You must test your Proxy with your web browsers as we will test your proxy using the
web browser; detailed steps are mentioned in Appendix A.
4. Features Required:
a. Multi-threaded Proxy
You should implement your proxy to handle multiple requests at the same time, so that
multiple clients can access different servers via your proxy simultaneously.
Your proxy must check the HTTP method. Only GET method must be supported. For any
other method, HTTP 400 Bad Request error message must be sent to the client.
If the requested hostname is not resolved to any IP address, then the error message (HTTP
404 Not Found error message) must be sent to the client and displayed in the browser.
You can do this right after your gethostbyname() call as this will return the IP address of
only the valid hostnames.

b. Caching
Caching is one of the most common performance enhancements that web proxies
implement. Caching takes advantage of the fact that most pages on the web don’t change
that often, and that any page that you visit once you (or someone else using the same
proxy) are likely to visit again. A caching proxy server saves a copy of the files that it
retrieves from remote servers. When another request comes in for the same resource, it
returns the saved (or cached) copy instead of creating a new connection to a remote
server. This can create more significant savings in the case of a more distant server or a
remote server that is overloaded (it can also help reduce the load on heavily loaded
servers).
Caching introduces a few new complexities as well. First of all, a great deal of web content
is dynamically generated, and as such shouldn’t really be cached. Second, we need to
decide how long to keep pages in our cache. If the timeout is set too short, we negate the
most of advantages of having a caching proxy. If the timeout is set too long, the client
may end up looking at pages that are outdated or irrelevant.
There are a few steps to implementing caching behavior for your web proxy:
1. Timeout setting: alter your proxy so that you can specify a timeout value on the
command line as runtime options. For example, “./proxy 10001 60” will run proxy
with timeout value 60 seconds.
2. Page cache: you’ll need to alter how your proxy retrieves pages. It should now
check to see if a page exists in the proxy before retrieving a page from a remote
server. If there is a valid cached copy of the page, that should be presented to the
client instead of creating a new server connection. You need to create a local file
to store the retrieved page.
3. Expiration: you will need to somehow implement cache expiration. The timing
does not need to be exact (i.e. it’s okay if a page is still in your cache after the
timeout has expired, but it’s not okay to serve a cached page after its timeout has
expired), but you want to ensure that pages that are older than the user-set
timeout are not served from the cache. To make the problem simpler, we are not
handling the Cache-Control header, which is sent by the server and specifies how
long the client or the proxy can cache the content (which is in standard). Instead,
we will use the timeout specified by the proxy.
4. Hostname’ IP address cache: Your proxy must have a cache of IP addresses it
resolved for any hostname and store (hostname,IP) pair in local cache file (a file on
a disk or within program memory, any approach should be okay). Thus, if same
hostname is requested again, your proxy should skip the DNS query to reduce DNS
query time. You don’t have to implement expiration on this “hostname-IP”
mapping because the hostname to IP address mapping usually won’t change
frequently.

Data taken from a collection
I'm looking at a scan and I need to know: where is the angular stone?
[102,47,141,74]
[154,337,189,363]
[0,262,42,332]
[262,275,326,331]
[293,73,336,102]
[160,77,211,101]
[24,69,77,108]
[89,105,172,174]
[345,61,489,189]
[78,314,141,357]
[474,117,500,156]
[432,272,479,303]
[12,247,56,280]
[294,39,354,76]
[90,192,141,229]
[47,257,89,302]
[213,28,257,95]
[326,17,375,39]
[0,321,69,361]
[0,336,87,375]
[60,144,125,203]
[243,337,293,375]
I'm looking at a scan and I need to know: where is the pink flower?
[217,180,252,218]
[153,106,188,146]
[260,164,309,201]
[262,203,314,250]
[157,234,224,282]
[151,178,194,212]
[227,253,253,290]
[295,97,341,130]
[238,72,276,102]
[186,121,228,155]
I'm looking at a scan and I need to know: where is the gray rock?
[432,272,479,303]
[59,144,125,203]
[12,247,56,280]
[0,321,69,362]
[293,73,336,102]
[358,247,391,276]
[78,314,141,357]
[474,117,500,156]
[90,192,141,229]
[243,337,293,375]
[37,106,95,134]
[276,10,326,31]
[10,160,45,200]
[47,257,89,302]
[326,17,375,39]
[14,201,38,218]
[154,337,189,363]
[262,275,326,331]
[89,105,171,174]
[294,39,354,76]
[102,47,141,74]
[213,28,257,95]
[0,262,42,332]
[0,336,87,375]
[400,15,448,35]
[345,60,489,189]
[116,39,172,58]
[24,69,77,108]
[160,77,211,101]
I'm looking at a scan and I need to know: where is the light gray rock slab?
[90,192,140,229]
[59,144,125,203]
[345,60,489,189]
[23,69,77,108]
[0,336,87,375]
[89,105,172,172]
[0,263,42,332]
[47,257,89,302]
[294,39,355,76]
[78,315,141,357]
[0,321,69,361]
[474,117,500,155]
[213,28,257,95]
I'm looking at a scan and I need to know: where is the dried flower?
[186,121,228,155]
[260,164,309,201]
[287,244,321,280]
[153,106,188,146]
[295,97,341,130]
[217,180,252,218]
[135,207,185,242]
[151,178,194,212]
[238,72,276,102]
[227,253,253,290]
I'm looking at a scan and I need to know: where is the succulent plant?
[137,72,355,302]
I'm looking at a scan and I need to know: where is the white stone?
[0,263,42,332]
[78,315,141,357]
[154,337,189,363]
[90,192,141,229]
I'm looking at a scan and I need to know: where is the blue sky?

[Exercise aim] Write the next part of the proxy server assignment, picking up right after its last sentence.

[Right answer]
5. Blacklist: Make a file which has a list of websites and IP addresses that must be
blocked. Thus, for every incoming request, proxy must look up this data and deny
requests for these websites or IPs. When client request one of them, you return
“ERROR 403 Forbidden” immediately from the proxy itself. This file can be just one
line after line and can have both hostname or the IP address.
For eg.
www.facebook.com
www.cnn.com
192.168.43.20
..
..
The structure of the file can be anything. You can have all the hostnames at the
start and then list of IPs or one after another. Anything should be okay. However,
your proxy must be able to block requests based on hostname as well as IP address.
(Ask TAs for clarification if this is not clear)
Tip: when you check if the specific URL exists in the cache, you had better compare hash
codes instead of the entire URL. For example, suppose that you store
http://www.yahoo.com/logo.jpg with the hash key 0xAC10DE97073ACD81 using your
own hash function or md5sum of the URL. When you receive the same URL from the
client, you can simply calculate the hash value of the requested URL and compare it with
hash keys stored in the cache.
c. Link Prefetch (10 Extra Credits)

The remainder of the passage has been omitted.